◆ **Set exercise**
Reproduce the data below verbatim from the line containing "Mark the yellow" through its final line, and produce nothing more.
* START Information shown *
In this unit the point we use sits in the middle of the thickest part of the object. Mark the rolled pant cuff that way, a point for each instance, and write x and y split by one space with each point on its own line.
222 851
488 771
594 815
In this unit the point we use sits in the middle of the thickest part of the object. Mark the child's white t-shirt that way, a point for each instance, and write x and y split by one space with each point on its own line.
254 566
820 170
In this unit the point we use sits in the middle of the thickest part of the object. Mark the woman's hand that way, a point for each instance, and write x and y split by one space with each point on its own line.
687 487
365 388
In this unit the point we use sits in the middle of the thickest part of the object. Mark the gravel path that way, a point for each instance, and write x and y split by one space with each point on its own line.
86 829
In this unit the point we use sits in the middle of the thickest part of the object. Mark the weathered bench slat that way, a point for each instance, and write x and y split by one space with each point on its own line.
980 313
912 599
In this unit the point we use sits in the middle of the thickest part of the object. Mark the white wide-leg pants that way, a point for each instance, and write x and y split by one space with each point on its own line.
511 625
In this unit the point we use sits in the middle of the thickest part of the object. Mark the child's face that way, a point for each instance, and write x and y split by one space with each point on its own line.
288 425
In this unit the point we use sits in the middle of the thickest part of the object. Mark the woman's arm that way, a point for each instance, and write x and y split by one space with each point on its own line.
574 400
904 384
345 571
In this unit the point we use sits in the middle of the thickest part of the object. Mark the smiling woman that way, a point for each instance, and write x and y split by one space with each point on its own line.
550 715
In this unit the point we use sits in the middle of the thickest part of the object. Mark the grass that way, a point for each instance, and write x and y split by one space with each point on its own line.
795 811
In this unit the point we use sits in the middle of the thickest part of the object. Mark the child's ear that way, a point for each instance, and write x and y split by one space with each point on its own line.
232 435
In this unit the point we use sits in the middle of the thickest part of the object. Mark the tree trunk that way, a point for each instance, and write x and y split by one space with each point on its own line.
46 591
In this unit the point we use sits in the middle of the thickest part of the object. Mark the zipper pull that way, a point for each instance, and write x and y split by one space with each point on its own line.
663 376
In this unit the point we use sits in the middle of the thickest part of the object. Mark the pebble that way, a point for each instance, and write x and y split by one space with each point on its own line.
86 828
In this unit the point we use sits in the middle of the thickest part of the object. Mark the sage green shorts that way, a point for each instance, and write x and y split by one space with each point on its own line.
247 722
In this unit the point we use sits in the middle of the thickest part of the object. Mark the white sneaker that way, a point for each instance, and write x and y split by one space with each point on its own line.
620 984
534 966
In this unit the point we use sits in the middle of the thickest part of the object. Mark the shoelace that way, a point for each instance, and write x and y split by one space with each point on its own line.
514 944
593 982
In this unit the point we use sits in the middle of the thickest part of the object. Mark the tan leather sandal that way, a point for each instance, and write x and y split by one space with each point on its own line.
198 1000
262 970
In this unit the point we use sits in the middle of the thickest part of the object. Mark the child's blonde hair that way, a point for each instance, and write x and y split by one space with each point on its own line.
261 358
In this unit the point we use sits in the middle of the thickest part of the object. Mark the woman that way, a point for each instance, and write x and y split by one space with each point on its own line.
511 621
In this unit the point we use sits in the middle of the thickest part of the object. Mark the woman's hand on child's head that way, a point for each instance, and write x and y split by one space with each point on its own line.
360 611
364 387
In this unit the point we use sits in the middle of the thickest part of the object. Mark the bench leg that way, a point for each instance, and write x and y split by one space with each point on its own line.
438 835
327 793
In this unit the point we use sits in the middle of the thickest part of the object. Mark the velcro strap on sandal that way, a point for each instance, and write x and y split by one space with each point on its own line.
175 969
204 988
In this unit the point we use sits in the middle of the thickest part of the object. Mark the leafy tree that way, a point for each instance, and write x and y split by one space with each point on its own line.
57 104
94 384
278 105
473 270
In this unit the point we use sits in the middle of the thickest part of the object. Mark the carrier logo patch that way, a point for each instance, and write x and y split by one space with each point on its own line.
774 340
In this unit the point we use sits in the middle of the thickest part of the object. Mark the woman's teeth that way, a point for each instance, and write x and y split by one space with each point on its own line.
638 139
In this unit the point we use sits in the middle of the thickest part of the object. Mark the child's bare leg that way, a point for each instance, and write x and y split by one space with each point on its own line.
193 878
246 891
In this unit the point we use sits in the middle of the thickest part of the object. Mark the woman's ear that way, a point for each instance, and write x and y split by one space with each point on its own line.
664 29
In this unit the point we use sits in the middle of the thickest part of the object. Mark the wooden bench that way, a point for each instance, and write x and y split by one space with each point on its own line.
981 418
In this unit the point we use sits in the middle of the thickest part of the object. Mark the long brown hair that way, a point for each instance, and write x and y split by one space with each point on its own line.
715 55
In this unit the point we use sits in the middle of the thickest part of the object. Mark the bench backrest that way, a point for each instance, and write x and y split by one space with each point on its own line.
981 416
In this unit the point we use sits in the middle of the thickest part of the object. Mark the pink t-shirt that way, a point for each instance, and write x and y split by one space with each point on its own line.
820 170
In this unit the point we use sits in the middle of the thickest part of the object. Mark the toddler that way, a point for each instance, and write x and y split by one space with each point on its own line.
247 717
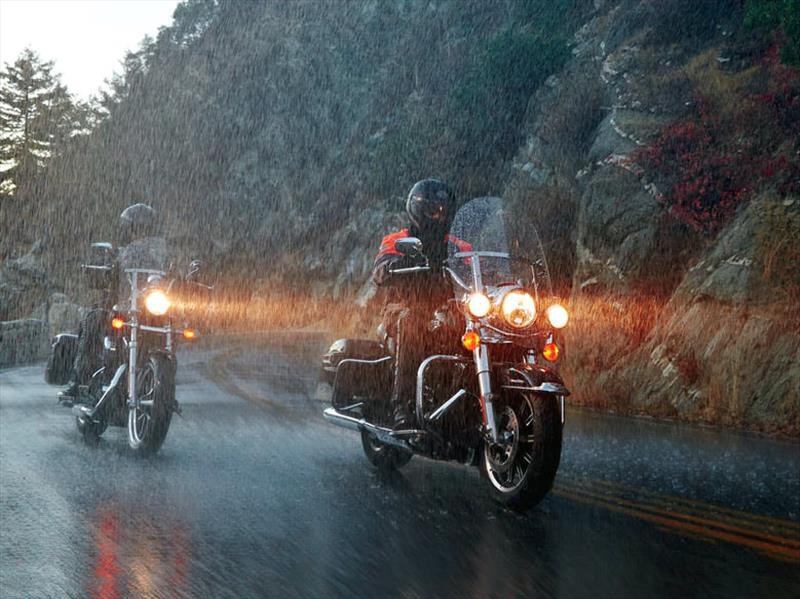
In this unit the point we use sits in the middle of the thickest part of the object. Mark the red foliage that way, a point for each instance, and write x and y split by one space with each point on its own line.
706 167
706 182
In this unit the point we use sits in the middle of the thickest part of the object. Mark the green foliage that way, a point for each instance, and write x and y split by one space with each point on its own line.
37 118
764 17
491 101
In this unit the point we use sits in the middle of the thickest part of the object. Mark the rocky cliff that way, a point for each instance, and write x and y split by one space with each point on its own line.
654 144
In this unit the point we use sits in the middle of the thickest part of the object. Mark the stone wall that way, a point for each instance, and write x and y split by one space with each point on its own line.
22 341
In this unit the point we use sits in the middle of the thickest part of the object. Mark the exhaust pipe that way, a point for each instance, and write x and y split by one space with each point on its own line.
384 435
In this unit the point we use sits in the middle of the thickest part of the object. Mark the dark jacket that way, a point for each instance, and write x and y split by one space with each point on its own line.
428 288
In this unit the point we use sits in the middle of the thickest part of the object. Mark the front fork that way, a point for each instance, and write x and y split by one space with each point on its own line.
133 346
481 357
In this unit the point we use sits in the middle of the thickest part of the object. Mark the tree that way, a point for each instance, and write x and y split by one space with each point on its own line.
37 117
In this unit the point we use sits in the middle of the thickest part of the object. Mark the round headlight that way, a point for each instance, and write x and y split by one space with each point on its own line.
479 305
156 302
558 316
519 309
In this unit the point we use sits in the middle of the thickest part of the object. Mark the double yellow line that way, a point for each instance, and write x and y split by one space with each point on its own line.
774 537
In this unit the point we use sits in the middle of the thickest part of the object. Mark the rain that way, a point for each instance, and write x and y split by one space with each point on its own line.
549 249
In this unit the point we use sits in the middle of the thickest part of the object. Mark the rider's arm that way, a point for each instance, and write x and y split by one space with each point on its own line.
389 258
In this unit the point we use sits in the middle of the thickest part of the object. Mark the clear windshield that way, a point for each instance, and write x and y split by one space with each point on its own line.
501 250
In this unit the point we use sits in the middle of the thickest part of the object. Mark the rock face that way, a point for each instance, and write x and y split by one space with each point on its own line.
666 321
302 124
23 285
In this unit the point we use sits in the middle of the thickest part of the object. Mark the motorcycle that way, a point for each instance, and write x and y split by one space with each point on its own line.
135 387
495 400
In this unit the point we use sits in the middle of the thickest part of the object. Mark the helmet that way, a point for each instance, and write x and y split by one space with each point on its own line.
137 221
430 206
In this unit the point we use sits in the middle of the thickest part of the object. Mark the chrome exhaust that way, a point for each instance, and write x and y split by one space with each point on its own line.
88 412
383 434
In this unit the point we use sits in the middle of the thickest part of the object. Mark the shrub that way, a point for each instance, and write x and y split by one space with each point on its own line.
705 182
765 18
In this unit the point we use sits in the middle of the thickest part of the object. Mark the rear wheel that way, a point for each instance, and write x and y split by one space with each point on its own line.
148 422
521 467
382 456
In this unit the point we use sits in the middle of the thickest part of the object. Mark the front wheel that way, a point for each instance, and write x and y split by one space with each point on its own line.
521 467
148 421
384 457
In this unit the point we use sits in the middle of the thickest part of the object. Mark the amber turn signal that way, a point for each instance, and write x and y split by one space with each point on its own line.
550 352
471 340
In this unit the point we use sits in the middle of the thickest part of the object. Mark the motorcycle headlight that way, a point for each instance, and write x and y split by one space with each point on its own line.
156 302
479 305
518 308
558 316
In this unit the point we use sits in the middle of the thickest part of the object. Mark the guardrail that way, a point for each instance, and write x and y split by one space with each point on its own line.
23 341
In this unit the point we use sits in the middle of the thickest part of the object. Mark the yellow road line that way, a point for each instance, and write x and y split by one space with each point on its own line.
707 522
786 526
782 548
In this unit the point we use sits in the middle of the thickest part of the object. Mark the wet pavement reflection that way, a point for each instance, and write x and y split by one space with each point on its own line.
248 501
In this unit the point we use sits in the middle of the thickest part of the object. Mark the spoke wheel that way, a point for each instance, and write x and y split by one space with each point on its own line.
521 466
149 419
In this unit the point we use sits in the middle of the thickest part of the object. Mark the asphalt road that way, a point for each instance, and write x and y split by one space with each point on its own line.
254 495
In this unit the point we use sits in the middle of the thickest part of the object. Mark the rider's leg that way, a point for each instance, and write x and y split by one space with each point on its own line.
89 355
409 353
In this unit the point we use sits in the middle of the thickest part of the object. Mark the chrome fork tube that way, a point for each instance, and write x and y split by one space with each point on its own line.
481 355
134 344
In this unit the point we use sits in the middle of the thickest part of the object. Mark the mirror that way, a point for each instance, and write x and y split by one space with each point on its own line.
* END Information shown *
◆ **The reply**
In this unit the point we use sits in the middle of the thickest part of the object. Mark the yellow road line that way, a point for each instance, and write x and y split by one space with each point on its own line.
707 522
786 526
782 548
In this unit the point we use sits in the middle of the thickest part of the object. Mark the wet pavement reflection that way, a point for each instance, and write x and y split by one space with each point on its own line.
248 501
In this unit the point we use sits in the middle of the thickest part of the object. Mark the spoke wheel that way, a point for each instance, and write x and y split by one space with each point on its own line.
521 466
149 419
In this unit the point we use sits in the middle of the thickest part of the object. Mark the asphalt road that way, a point for each instance, and write x and y split by one space with each point on its own line.
254 495
In this unit the point we use sits in the middle of the thickest part of the object. Mark the rider's leg that way, a point for each instance, and write x and y split by one space with each point on its own line.
89 355
409 353
In this unit the point we use sits in the middle of the thickest part of the object. Mark the chrome fork tube that way, a point for each instance, and write x and y split by one space with each point on its own line.
481 355
134 344
In this unit the point we use sits in the middle of the thickest part of the object. Mark the mirror that way, a point for each instance, and write x and y split by one space with each point on its own line.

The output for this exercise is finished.